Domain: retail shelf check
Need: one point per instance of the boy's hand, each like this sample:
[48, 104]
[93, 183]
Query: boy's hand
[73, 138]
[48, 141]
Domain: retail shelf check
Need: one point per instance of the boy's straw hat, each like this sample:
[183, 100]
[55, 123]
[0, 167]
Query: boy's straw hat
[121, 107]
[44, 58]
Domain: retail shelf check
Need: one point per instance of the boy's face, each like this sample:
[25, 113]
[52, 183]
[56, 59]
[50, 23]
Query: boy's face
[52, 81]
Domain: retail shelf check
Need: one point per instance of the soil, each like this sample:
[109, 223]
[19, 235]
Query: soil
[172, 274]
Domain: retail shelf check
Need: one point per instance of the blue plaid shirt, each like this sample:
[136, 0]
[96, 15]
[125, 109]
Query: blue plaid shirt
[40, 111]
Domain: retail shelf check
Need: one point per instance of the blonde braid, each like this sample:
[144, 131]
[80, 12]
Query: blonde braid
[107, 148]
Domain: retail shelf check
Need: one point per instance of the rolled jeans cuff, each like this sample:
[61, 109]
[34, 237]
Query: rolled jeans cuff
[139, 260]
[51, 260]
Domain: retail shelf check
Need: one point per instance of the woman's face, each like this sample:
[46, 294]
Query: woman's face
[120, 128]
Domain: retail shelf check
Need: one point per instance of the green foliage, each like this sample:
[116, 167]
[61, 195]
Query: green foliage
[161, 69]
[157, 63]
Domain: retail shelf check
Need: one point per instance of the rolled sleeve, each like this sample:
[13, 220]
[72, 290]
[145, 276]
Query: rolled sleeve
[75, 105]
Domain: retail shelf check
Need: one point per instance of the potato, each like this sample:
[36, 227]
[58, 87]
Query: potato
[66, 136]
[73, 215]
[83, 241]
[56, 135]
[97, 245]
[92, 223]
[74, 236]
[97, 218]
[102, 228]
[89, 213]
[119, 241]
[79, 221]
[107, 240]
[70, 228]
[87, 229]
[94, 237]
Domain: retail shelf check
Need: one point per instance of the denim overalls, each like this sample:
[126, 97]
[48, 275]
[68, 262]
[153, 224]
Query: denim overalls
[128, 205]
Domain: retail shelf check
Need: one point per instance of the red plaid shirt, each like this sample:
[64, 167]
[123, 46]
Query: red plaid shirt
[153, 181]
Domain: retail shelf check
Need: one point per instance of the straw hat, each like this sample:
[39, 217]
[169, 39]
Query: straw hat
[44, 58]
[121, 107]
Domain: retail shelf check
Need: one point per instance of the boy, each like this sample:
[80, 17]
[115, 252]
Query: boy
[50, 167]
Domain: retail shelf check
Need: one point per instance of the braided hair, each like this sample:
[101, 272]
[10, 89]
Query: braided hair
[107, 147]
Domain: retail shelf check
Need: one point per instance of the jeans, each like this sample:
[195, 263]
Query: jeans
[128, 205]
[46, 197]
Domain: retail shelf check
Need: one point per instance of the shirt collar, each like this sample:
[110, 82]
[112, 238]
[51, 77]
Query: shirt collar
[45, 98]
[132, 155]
■ ■ ■
== WRITTEN INSTRUCTION ==
Your task is to repeat each line of the material exactly.

== RESULT OF THIS TASK ==
Domain: retail shelf check
Need: one point per instance of the boy's hand, each like this sample:
[48, 104]
[93, 183]
Query: boy's hand
[73, 138]
[48, 141]
Domain: retail shelf check
Need: one point per instance of the boy's straw hat, each like this sample:
[183, 100]
[55, 123]
[0, 167]
Query: boy's straw hat
[121, 107]
[44, 58]
Domain: retail shelf check
Need: one point per instance of the boy's face, each like this sample:
[25, 113]
[52, 183]
[56, 59]
[50, 23]
Query: boy's face
[52, 81]
Domain: retail shelf check
Need: one point per instance of the soil, each like this sample:
[109, 223]
[19, 235]
Query: soil
[172, 274]
Domain: retail shelf check
Need: one point per instance of the blue plaid shirt, each like this sample:
[136, 0]
[96, 15]
[125, 109]
Query: blue plaid shirt
[40, 111]
Domain: retail shelf check
Need: one point per instance of the blonde braid, each like this sample:
[144, 131]
[80, 12]
Query: blonde braid
[107, 148]
Domain: retail shelf check
Need: one point per instance of the rolled jeans cuff, each like this sample:
[61, 109]
[34, 237]
Query: rolled jeans cuff
[139, 260]
[51, 260]
Domain: retail shelf check
Need: one point per instance of the woman's face, each like this sample:
[46, 294]
Query: woman's face
[120, 128]
Domain: retail shelf check
Need: one point per instance of the green foliage, each like this sample:
[116, 167]
[61, 195]
Query: green foliage
[161, 69]
[157, 63]
Domain: retail shelf check
Need: one point per instance of the rolled sleeve, each like this sample:
[13, 220]
[72, 290]
[145, 276]
Query: rolled sleeve
[75, 105]
Domain: retail shelf check
Need: one point per instance of the potato, each like this sample:
[36, 227]
[58, 87]
Query: potato
[66, 136]
[73, 215]
[83, 241]
[56, 135]
[97, 245]
[92, 223]
[74, 236]
[97, 218]
[102, 228]
[89, 213]
[119, 241]
[79, 221]
[107, 240]
[70, 228]
[87, 229]
[94, 237]
Domain: retail shelf check
Need: one point per instance of the denim overalls, each like this sample:
[126, 97]
[48, 275]
[68, 262]
[153, 224]
Query: denim overalls
[128, 205]
Domain: retail shelf check
Need: one point per instance of the red plaid shirt, each like this sample:
[64, 167]
[123, 46]
Query: red plaid shirt
[153, 181]
Domain: retail shelf check
Need: one point per instance of the straw hat, each like this sample:
[39, 217]
[169, 39]
Query: straw hat
[44, 58]
[121, 107]
Domain: retail shelf check
Need: one point per instance of the boy, each like this sample:
[80, 17]
[115, 252]
Query: boy
[50, 167]
Domain: retail shelf check
Need: one point per instance of the braided hair, each like this sample:
[101, 272]
[10, 89]
Query: braided hair
[107, 147]
Domain: retail shelf check
Need: one point per instance of the jeans, each like this sample:
[195, 263]
Query: jeans
[128, 205]
[46, 197]
Domain: retail shelf check
Need: one point per instance of the shirt collar, each like this sample:
[110, 82]
[112, 238]
[51, 77]
Query: shirt collar
[45, 98]
[132, 155]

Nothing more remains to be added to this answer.